# PROBLEM TO SOLVE
Everything in the data should be repeated exactly, save for the images.

----

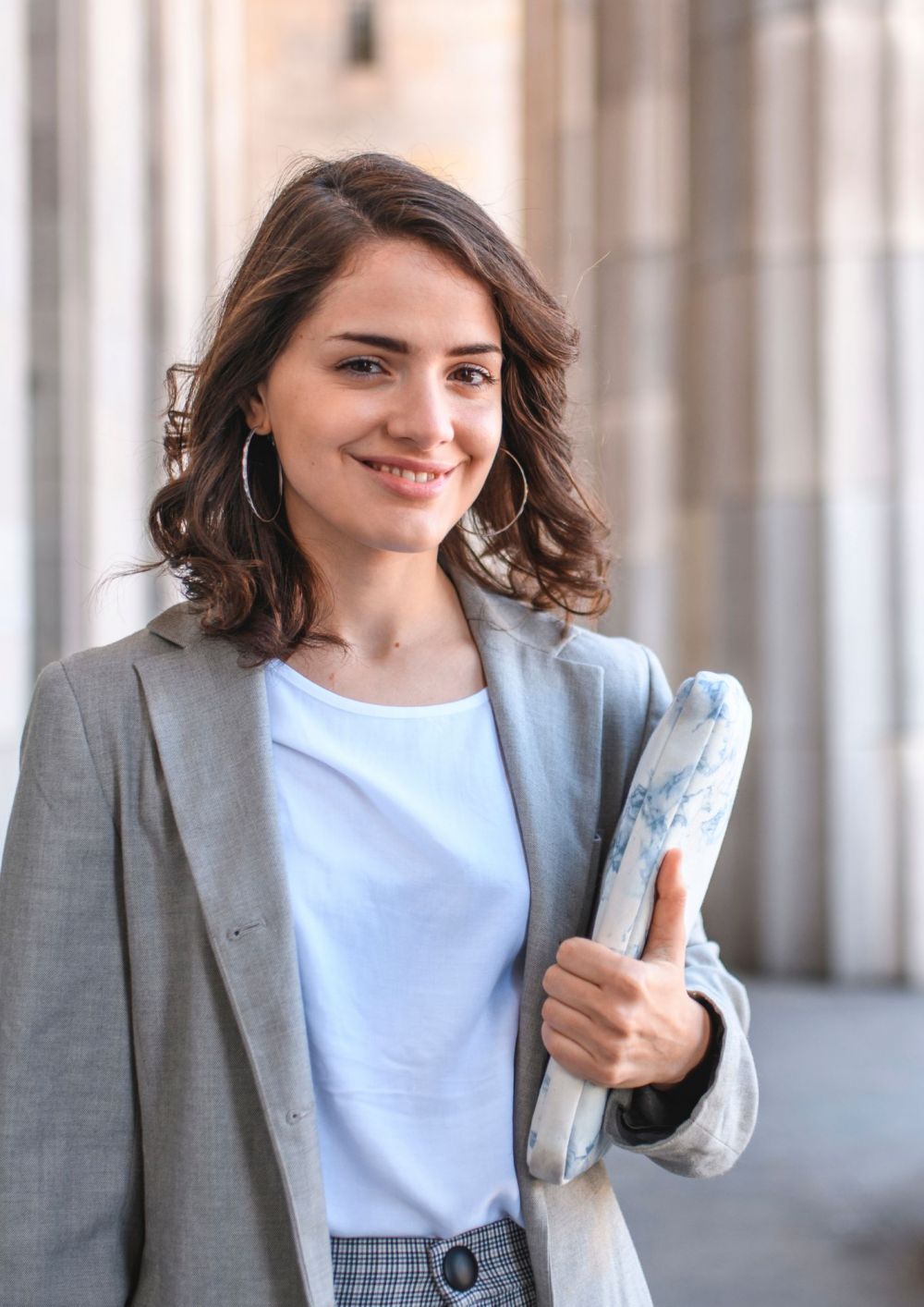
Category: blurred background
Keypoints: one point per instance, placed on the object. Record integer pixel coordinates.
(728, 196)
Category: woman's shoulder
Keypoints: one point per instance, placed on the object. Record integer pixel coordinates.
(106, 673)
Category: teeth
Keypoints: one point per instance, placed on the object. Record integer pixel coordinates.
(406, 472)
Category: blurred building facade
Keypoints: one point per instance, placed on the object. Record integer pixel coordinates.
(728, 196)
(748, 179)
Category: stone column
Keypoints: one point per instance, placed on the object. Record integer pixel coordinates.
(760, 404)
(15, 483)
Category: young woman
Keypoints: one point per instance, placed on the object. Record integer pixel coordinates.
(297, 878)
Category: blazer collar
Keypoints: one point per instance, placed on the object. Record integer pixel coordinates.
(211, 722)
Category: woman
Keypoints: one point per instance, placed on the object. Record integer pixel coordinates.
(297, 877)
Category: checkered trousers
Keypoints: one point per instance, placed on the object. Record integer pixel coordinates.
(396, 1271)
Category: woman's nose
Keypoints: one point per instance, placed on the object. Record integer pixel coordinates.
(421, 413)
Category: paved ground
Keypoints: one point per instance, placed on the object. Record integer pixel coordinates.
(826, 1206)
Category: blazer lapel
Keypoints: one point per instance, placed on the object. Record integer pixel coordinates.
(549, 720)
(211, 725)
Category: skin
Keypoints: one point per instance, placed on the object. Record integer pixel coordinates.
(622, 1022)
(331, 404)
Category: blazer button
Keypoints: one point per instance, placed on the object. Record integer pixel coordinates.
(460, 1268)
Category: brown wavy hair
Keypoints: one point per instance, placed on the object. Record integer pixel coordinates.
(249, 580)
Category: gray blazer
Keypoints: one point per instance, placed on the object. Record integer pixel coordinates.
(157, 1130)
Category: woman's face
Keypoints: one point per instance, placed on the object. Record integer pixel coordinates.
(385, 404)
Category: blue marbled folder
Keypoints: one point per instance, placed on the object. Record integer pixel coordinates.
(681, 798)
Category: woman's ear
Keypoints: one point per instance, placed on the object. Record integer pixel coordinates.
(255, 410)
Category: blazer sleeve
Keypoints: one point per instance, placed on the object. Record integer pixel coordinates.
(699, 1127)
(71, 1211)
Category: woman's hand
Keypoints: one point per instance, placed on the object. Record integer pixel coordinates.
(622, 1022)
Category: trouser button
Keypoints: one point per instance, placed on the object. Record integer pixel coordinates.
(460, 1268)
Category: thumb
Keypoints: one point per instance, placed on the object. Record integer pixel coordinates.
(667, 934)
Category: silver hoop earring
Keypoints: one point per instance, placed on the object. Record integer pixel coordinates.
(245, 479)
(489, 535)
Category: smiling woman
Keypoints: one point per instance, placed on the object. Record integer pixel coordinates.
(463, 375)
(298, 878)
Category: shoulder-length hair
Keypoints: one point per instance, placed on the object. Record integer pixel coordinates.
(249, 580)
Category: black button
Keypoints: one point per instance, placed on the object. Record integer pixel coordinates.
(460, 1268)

----

# ANSWER TO THIS TASK
Category: blurred background
Keypoints: one point per instance, placed on the object. Record integer pixel coordinates.
(728, 196)
Category: woman's shoulder
Keypoints: one point per instance, placed on the object. Record integer pixel coordinates.
(106, 673)
Category: teeth
Keypoints: one point per instance, placed on the object. Record integer pixel coordinates.
(406, 472)
Category: blurred building facade
Keypoints: one point per instance, placed on the object. Record integer pixel coordinates.
(728, 196)
(748, 179)
Category: stone column
Keypoints: one point per instance, placed on the object. Record integer pixel coordinates.
(760, 404)
(15, 483)
Category: young woman
Keypoints: one point per instance, placed on the object. Record integer pixel coordinates.
(297, 878)
Category: blazer collar
Keypoints: one point per instance, placed on the object. Record integer pixel coordinates.
(211, 722)
Category: woman
Keypoints: one point per instance, placed on the object. Record integer pixel coordinates.
(297, 877)
Category: checkered trousers
Keypoints: one point per instance, placed on the object. Record integer pixel coordinates.
(396, 1271)
Category: woman's nose
Keypoints: one point per instance, placed on the object. Record integer pixel coordinates.
(421, 413)
Category: paved ground
Keypoints: one point per instance, placed on the object. Record integer pixel coordinates.
(826, 1206)
Category: blazer lapel
Keypoints: one point per instance, placed on the object. Record integer pixel coordinates.
(549, 720)
(211, 725)
Category: skin
Keypoints: one point per instance, placed on the object. Record integer pixel coordinates.
(622, 1022)
(331, 404)
Category: blazer button
Keypoints: one point per instance, placed on the object. Record integer pixel coordinates.
(460, 1268)
Category: brown wavy hair
Keypoints: one point per instance, placed on the object. Record integer pixel coordinates.
(249, 580)
Category: gray blazer
Keypoints: one point per instance, placed on the object. Record integer pixel coordinates.
(157, 1130)
Category: woman's face
Keypoints: one point per instance, placed on the object. Record integer pixel coordinates.
(385, 404)
Category: blue marbled folder
Keypoints: one point per instance, placed on the object. Record integer pixel coordinates.
(681, 798)
Category: woman's ear
Keypoints: one point per instance, placed on the object. Record integer pixel coordinates.
(255, 410)
Category: blazer sleeve
Keypoints: one point per instance, placed on the object. Record integer pixel coordinates.
(699, 1127)
(71, 1211)
Category: woman's hand
Keypoints: one point per instance, placed on the object. Record integer pixel coordinates.
(622, 1022)
Category: trouser button
Keypoints: one point per instance, placed on the object. Record integer pixel coordinates.
(460, 1268)
Category: thumb
Keypoints: one point per instance, placed on the object. Record integer pixel coordinates.
(667, 934)
Category: silver hoop earring
Keypoints: one point per instance, placed on the object. Record integer pixel coordinates.
(245, 479)
(489, 535)
Category: smiling woman
Keypoints: one point per instance, placed on the object. Record integer pixel coordinates.
(463, 375)
(298, 878)
Category: shoulder-length hair
Keypoints: one point per instance, placed on the object. Record integer pixel coordinates.
(249, 580)
Category: black button
Keypoints: one point per instance, placed on the object. Record integer pixel coordinates.
(460, 1268)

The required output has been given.